Exercise
Copy every one of the records below word for word.

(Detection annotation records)
═══

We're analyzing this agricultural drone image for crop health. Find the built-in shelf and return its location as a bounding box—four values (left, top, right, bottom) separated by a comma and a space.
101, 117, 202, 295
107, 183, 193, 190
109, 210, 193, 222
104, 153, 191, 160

═══

Correct response
We're analyzing this agricultural drone image for crop health. Find the built-in shelf and return its location as a bounding box—four values (left, top, right, bottom) separated by a comma and a space.
101, 117, 202, 295
107, 183, 193, 190
109, 210, 193, 222
104, 153, 191, 160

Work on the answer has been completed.